GROUND COVER AND ARTIFICIAL SHELTER Plants in the enclosure provide shelter, protection and shade for the birds at all times of the year. Grass must be plentiful for the grazers, such as Wigeon and geese. Grass should be mown before it becomes too tall and rank, although clumps of tall grass and reeds are useful. Shade is essential in hot weather, either from plants or from artificial shelters. In bitter weather birds need protection from the wind. Hurdles or windbreak netting on the windward perimeter fence and at exposed spots in the enclosure will significantly reduce the wind chill factor.

NEST BOXES AND NESTING SITES As the suggested collection contains different species, you will need to provide a range of nest boxes and nesting sites. In Spring the females will disappear, following courtship displays and mating activity. The drakes may or may not be much in evidence during the day. The Mandarin drake can often be seen standing guard near his mate. Ganders become very protective when their geese are sitting on eggs. Avoid all possible disturbance during this time. If a nest box appears to be permanently unattractive to your birds, try resiting it, maybe facing in a different direction.

NESTING TIMES AND REQUIREMENTS. European Pochard nest in April and May, Tufted ducks in May and June. Both prefer close cover – a low box or a raft. Northern Pintail nest in April and May and European Wigeon from the end of April through to June. In the wild they mainly nest in hollow trees near water. Simulate this with a box raised up on stilts above the water level. The box should be quite deep but remember to provide an access ramp outside and toe-holes inside to enable the birds to climb up to the exit hole. Mandarins like to roost on a branch overhanging the water. Barnacle and Pink-footed Geese nest from April to June, White-fronted Geese nest in May and June. It is believed that the hours of daylight and local weather conditions affect breeding times. Geese nest on the ground. Some pairs may choose to nest in plant cover or in small shelters. Put leaf mould or peat in the boxes to provide humidity. The birds will find everything else they need. Hay and straw are not recommended, as they tend to go mouldy and can be the cause of Aspergillosis infection of the lungs.

FEEDING For such a collection of wildfowl the following feeding regime of equal amounts of wheat and layers pellets has proved successful. Breeder pellets are recommended during the breeding season. The pellets should be small to suit the smaller ducks. Feed your birds twice a day, at regular times. Give pellets in the morning, in several shallow bowls well-spaced apart so that all birds get their share. Allow a handful per bird at each feed. Feed wheat in the afternoon, distributed in shallow bowls of water. Pheasant type self-feed hoppers containing wheat also work well. The smaller birds quickly learn to jump up to loosen the grain or stand around and pick up grain which falls when the larger birds are feeding. Sand or mixed grit should always be available for digestive purposes. The birds may need extra food in cold weather when wholemeal bread is a welcome addition. Waterfowl also need extra food when they are moulting, which occurs at the end of nesting. This is a very stressful time for the birds, and they tend to hide and skulk in cover. The drakes of the northern hemisphere species show an “eclipse plumage” resembling that of the duck, so that they are less visible. This is essential for their survival in the wild as they are temporarily flightless. When introducing new stock, the birds should be watched carefully to check that they are getting their fair share of food. This information is only a brief introduction and the successful husbandry of all livestock depends on being well informed about them.

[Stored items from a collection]
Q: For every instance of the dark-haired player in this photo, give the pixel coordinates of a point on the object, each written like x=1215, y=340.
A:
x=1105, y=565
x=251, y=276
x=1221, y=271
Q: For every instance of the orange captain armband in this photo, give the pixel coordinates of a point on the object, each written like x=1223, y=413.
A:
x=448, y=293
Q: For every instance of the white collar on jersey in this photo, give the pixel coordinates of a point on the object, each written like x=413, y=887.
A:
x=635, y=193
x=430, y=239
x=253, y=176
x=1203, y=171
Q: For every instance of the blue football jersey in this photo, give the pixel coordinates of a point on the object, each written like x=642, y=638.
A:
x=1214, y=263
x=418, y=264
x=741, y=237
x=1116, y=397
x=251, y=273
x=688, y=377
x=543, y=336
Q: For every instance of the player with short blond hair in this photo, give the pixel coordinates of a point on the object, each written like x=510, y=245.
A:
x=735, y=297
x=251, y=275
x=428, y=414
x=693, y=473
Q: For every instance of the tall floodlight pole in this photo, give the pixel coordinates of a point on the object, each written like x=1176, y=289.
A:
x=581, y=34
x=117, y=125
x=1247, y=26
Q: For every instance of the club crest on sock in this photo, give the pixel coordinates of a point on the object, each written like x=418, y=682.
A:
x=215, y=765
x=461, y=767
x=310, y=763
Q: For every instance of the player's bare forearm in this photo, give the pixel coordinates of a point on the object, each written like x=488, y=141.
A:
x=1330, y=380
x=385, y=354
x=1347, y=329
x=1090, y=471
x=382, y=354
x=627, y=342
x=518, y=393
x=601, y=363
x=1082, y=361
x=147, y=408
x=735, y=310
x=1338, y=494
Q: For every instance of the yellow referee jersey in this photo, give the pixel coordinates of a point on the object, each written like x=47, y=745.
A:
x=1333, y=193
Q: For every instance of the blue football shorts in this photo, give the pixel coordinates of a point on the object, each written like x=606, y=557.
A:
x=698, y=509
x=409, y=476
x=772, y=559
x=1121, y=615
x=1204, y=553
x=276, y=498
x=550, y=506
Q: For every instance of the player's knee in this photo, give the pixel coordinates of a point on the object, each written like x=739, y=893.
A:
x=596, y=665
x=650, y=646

Work instruction —
Answer these questions on the text about keeping wildfowl:
1. When should grass in the enclosure be mown?
2. Which two materials are not recommended for nest boxes?
3. What should be given to the birds in the morning feed?

Task result —
1. Before it becomes too tall and rank.
2. Hay and straw.
3. Pellets, in several shallow bowls well-spaced apart.